**Excerpt:**

They started banging on the windchimes at 4 am; hammering on the perfectly tuned to the key of C chimes, transforming them into clang,bang,banging tuneless chunks of metal. All we need now is the booming bellow of the drums as they pound on the doors. A storm is approaching...
Truly, a winter, no wait, this is spring. A spring snow storm is forecast for today and tomorrow. Snow, maybe lots of snow and wind, but we already know about the wind. Winter is sneaking in behind spring to deliver a last, one hopes it is the last, sucker punch. There is nothing we can do about the storm except prepare as we are able and wait for it to arrive and then, for it to leave. I have to travel to the Cities today and that might be interesting in all sorts of ways that may not be fun. But really, it is just bad weather and it will pass. This is after all, spring. That is what the calendar says.
There is this other storm coming though. One that possesses a much greater potential for true devastation. Like the spring blizzard that we know is coming, we wait and prepare...
The orcs of cancer are pounding on the doors of friends and loved ones. My sister-in-law Judy, has breast cancer and is going in soon for a masectomy. One of my best friends was just diagnosed with stage IV colon cancer. Sue and John are still in the discovery stage of their journey, finding they have more questions than answers. Karen and I know, we remember, what that is like. There is no way to avoid the fears. You have to face them. You have to be angry and cry and curse and rage at the injustice of this most terrible of afflictions. And then, you have to wipe your eyes, bite your lip and start moving.
Movement is the answere. Sue's friend in Wyoming told her the key is Relentless Forward Movement. When I told that to Karen, she nodded. She understood. From years of raising and working with horses, she knew that was wise advice. I am paraphrasing but basically it goes like this "As long as you keep their feet moving you have a chance. When the feet aren't moving, you can't tell what the horse is going to do. Anything can happen then."
So we all keep moving. Terry and Judy, Sue and John. Their daughters, their friends and family, You and I, all of us, keep moving. Keep working on helping to make them better. Send prayers. They are cheap, easy and effective and you don't need a computer or phone to do it. Send love. Send peace. But whatever we do, we need to keep moving. Relentless Forward Movement will be our mantra, and as long as we are fighting the orcs, it can be our battle cry as well. Maybe we can get flags and T-shirts, too?

**Tasks to perform:**
1 – In the post about the spring storm and cancer, what did Sue's friend in Wyoming say is the key?
2 – Write the next part of the post about the spring storm and cancer, beginning right after its final sentence.

**Provided material:**
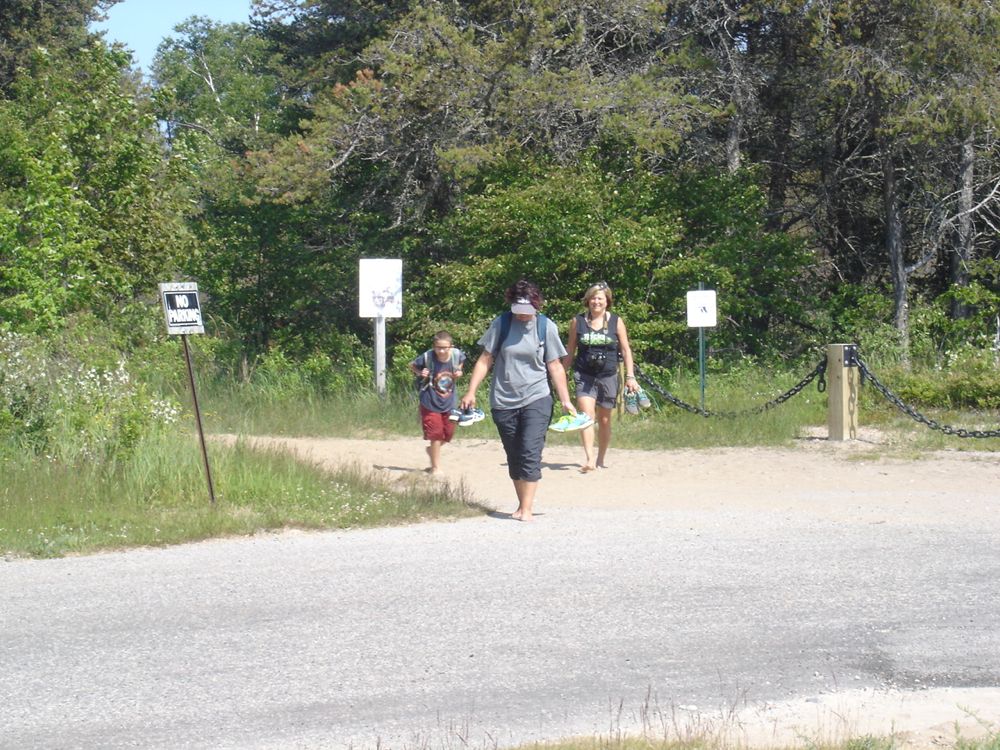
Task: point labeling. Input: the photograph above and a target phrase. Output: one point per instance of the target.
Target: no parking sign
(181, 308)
==
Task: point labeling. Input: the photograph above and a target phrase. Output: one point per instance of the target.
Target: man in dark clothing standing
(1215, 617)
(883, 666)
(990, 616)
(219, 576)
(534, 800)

**Answers:**
1 – Relentless Forward Movement.

2 –
So, I am going to move now, into the kitchen and scare up something for breakfast. Then I will move to work and later today, I will be moving through the storm to get to the Cities. The key is I will be moving and I will pass through the storm and come out on the other side, tired but safe and alive. This is what we want for Judy and Sue. We need to help them move through the storm to come out on the other side.
The orcs are still banging around on the windchimes like meth-crazed monkeys with crowbars but we are not afraid. We are Relentless Forward Movement.
Peace and love to you all.
Mike
3 comments:
Mike so sorry to hear about Judy. I will keep her in my thoughts. I'm also very, very sorry to hear about John. Part of me thinks well, he has you and Sue has Karen to help them through this. But how does that help really, when you are in the throws of it all. I of course will keep them both in my thoughts. This cancer is everywhere. We just lost a co-worker last week to it. Makes me want to just scream FUCK!!!
Hugs and love to you and Karen
In the world of tactical shooting where I like to live movement is good. Things can't get you as easy if you're moving.
We teach and learn that the only time you stop moving is if you're shooting, that is, fighting.
I like to apply this to everyday life too and I find that if you keep moving you eventually move yourself out of the fight.
That is the best part.
Mike, I am so so sorry to hear about Judy and your friends. It just does not seem to end. It seems hard to keep moving forward when that ugly demon never seems to quit raising it's ugly head. My thoughts and prayers are with you and my sister as they always are.....just more intense now.